┏━━

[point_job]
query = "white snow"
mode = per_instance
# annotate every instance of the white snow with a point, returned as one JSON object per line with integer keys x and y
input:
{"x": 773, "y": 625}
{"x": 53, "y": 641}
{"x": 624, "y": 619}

┗━━

- _What needs to be done_:
Recast every line of the items above as a Markdown table, with the columns No. and Line holding each line's number and its text, and leave out any blank lines.

- _Result_:
| No. | Line |
|---|---|
| 1 | [point_job] |
| 2 | query = "white snow" |
| 3 | mode = per_instance |
| 4 | # annotate every instance of the white snow with a point, returned as one JSON object per line with integer keys x and y |
| 5 | input: |
| 6 | {"x": 773, "y": 625} |
| 7 | {"x": 53, "y": 641} |
| 8 | {"x": 624, "y": 619} |